== Document excerpt ==
Labeling training data with non-Latin characters

Hi! I am using a dataset of museum images from a Korean dataset. When I load the images using the ImageDataLoader, I have a function that labels each image based on the category of the image - but these words are in Korean.

data = ImageDataBunch.from_name_func(PATH/'data/images', fnames, label_func = func, ds_tfms=get_transforms(), size=224, bs=bs).normalize(imagenet_stats) data.show_batch(rows=3, figsize=(7,6))

These are some of the errors I am seeing:
UserWarning: You are labelling your items with CategoryList. Your valid set contained the following unknown labels, the corresponding items have been discarded. 석 gray schist, 나무 나무에 채색, 도자기010 if getattr(ds, 'warn', False): warn(ds.warn) /Users/...../anaconda3/lib/python3.7/site-packages/matplotlib/backends/ RuntimeWarning: Glyph 53664 missing from current font. font.set_text(s, 0.0, flags=flags) ... ...

I changed the func function to return just a random english word instead for the label, and then I don’t have these issues anymore.

Is there a way for me to specify that the label I want is in a non-Latin character?

Hi hellogoodbye hope all is well.
Not sure if you have sorted this problem.
Could you use some sort of codec? Like the ones in the link to do some conversion.

Cheers mrfabulous1 :smiley::smiley:

== Provided material ==
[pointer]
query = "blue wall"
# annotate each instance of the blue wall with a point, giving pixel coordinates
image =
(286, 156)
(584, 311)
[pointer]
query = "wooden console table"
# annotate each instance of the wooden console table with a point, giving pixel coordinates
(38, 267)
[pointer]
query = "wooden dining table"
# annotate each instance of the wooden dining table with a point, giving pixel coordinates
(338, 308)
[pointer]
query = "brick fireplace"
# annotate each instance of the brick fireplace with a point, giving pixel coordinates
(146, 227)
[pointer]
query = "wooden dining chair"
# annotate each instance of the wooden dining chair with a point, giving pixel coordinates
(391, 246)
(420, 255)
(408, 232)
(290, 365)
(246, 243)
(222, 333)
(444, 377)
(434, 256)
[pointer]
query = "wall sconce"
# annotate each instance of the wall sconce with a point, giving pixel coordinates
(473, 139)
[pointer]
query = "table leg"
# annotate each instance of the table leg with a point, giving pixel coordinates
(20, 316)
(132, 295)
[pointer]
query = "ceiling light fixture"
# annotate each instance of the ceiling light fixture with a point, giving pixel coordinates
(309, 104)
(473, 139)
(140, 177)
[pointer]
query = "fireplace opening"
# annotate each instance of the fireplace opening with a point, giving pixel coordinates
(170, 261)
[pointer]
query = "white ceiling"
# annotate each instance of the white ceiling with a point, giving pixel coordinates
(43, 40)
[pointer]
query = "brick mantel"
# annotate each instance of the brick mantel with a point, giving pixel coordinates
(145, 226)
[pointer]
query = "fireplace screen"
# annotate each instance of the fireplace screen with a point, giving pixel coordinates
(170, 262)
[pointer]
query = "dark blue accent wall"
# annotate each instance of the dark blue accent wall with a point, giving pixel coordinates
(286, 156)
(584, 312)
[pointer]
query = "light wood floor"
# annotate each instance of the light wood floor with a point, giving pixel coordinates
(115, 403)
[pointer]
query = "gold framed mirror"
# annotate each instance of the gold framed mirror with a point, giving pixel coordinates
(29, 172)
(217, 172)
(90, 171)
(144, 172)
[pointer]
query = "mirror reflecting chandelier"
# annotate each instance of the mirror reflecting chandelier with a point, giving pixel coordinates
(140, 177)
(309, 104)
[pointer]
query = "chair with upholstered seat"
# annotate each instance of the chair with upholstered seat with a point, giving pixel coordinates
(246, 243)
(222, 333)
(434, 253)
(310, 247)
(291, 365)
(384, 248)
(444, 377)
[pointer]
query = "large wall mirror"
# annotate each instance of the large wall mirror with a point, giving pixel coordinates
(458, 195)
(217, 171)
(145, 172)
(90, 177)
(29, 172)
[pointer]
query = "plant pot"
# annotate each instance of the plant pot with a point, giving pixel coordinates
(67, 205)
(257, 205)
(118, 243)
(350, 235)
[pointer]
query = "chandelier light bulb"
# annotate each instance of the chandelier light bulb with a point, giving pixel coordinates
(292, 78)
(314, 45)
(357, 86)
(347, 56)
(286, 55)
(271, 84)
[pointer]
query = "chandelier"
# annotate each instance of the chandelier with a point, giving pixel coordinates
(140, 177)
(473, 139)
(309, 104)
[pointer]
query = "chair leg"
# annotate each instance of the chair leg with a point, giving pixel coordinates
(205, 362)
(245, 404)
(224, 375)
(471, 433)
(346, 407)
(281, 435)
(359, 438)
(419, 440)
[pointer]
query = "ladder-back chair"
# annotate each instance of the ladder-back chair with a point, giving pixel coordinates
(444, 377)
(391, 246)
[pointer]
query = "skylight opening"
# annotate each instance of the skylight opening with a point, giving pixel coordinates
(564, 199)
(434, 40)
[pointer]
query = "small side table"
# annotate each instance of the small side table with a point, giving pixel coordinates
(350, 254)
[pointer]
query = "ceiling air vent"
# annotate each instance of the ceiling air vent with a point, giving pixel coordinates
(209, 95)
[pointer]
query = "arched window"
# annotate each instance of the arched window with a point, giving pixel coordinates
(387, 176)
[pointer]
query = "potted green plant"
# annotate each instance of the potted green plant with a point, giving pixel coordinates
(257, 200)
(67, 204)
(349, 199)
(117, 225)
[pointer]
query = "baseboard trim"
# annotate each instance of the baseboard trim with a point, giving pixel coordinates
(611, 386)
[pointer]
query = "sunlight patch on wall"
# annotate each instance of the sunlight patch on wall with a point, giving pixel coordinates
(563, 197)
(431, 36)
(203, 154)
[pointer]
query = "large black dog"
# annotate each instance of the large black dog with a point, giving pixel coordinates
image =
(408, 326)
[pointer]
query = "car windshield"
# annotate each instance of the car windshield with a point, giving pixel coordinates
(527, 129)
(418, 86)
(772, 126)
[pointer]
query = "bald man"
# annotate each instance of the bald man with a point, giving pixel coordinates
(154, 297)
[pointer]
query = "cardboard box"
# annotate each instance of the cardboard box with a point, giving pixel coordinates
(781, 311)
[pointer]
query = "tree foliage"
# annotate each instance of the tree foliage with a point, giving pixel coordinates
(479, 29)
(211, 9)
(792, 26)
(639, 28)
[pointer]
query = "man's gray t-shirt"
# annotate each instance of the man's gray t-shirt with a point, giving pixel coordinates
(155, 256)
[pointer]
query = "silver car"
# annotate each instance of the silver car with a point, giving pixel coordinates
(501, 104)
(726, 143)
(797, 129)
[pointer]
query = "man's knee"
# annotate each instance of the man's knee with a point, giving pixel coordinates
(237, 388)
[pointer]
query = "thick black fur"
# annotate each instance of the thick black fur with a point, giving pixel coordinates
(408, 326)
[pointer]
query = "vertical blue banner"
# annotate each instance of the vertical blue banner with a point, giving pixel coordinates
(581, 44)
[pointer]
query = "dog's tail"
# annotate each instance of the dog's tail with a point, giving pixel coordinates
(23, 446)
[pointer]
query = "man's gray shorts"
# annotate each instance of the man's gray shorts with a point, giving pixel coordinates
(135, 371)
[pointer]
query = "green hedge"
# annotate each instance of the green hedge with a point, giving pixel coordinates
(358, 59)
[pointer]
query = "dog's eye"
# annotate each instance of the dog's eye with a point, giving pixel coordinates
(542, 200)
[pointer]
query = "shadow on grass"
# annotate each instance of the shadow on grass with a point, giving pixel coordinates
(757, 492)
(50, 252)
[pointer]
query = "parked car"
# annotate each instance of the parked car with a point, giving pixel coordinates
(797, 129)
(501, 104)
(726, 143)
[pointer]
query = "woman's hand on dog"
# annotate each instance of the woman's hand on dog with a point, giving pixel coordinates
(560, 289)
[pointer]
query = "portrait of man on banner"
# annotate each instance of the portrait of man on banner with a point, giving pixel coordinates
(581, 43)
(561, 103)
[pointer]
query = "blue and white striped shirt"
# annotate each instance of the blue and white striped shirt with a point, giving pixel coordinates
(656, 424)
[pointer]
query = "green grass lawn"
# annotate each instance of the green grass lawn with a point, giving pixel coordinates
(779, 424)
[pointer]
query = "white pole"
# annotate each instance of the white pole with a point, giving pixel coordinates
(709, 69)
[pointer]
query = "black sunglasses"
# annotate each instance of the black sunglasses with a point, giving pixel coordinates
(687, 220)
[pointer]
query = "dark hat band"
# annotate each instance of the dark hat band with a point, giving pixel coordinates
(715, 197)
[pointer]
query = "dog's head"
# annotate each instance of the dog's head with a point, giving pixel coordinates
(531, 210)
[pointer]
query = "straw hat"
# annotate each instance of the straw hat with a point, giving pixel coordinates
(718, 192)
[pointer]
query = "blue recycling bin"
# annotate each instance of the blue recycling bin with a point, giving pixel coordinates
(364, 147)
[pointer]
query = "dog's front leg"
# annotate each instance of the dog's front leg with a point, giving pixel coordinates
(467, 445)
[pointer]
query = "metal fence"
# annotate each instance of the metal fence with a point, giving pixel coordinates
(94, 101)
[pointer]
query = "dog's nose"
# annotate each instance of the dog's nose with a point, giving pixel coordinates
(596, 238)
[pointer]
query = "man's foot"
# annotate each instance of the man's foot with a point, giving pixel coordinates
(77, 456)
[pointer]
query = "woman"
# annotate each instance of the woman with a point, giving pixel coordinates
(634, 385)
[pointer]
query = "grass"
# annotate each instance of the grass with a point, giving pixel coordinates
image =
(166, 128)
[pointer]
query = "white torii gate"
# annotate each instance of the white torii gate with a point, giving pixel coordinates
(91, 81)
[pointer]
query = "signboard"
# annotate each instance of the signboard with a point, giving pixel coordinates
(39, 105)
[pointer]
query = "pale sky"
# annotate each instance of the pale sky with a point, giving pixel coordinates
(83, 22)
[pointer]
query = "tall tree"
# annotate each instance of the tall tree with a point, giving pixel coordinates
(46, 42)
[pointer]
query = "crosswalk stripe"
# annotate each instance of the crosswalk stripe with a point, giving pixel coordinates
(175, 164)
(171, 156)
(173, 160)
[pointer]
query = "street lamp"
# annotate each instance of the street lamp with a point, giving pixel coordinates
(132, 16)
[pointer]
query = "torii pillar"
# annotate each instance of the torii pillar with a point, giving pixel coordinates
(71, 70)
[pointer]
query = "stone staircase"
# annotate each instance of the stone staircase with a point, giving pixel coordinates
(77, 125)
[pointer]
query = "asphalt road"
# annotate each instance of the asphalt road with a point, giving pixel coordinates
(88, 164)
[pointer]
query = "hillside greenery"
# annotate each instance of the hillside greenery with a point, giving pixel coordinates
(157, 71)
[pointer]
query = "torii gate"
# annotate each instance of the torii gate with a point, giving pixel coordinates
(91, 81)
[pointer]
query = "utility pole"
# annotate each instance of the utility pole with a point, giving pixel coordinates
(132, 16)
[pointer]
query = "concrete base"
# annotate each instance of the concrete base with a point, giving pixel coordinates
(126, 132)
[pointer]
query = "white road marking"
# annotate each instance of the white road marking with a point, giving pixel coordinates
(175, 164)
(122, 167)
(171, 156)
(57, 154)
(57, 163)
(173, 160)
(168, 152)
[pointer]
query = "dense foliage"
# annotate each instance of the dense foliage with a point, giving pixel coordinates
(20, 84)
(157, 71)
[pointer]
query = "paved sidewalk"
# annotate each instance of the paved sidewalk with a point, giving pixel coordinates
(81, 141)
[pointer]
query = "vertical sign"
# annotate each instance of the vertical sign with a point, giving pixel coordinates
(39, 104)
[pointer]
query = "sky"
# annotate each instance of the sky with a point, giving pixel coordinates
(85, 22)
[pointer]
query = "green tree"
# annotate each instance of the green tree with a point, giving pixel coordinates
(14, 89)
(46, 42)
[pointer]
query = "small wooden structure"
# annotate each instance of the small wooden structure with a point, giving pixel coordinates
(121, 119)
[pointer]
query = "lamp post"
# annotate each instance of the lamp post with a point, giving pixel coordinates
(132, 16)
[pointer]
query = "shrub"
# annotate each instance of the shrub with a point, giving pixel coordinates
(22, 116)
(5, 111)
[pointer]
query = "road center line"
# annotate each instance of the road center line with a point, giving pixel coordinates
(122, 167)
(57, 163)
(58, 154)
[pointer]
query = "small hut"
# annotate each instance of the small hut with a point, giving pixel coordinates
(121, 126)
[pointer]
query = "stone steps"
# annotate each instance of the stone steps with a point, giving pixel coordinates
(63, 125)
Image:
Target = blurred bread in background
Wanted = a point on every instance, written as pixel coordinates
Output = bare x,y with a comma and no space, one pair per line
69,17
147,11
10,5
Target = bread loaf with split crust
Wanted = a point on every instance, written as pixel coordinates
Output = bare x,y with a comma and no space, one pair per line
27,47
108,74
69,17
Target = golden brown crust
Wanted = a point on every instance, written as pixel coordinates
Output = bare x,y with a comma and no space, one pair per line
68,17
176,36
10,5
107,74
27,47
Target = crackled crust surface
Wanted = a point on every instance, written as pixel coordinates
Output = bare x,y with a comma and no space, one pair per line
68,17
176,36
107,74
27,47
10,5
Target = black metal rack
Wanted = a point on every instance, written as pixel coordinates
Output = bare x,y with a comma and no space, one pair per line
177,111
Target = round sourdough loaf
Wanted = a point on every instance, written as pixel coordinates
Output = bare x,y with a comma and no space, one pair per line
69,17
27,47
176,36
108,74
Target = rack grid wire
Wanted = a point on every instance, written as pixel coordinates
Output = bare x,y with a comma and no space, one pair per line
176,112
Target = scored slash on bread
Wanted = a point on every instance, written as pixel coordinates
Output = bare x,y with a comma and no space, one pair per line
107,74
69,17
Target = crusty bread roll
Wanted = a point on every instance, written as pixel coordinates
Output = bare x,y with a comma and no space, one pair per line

== Task A ==
List every keyword argument passed to ImageDataBunch.from_name_func in the forum thread above, with the value given for each.
== Task B ==
Answer these questions from the forum thread above:
(i) Which warning type reports that Glyph 53664 is missing from the current font?
(ii) After the poster changed the func function, what did it return instead of the Korean label?
(iii) What does the reply suggest using to do some conversion?
== Task C ==
Transcribe the forum thread from "These are some" to "a non-Latin character?".

== Complete answer A ==
- label_func = func
- ds_tfms = get_transforms()
- size = 224
- bs = bs

== Complete answer B ==
(i) RuntimeWarning
(ii) A random English word
(iii) Some sort of codec

== Complete answer C ==
These are some of the errors I am seeing:
UserWarning: You are labelling your items with CategoryList. Your valid set contained the following unknown labels, the corresponding items have been discarded. 석 gray schist, 나무 나무에 채색, 도자기010 if getattr(ds, 'warn', False): warn(ds.warn) /Users/...../anaconda3/lib/python3.7/site-packages/matplotlib/backends/ RuntimeWarning: Glyph 53664 missing from current font. font.set_text(s, 0.0, flags=flags) ... ...

I changed the func function to return just a random english word instead for the label, and then I don’t have these issues anymore.

Is there a way for me to specify that the label I want is in a non-Latin character?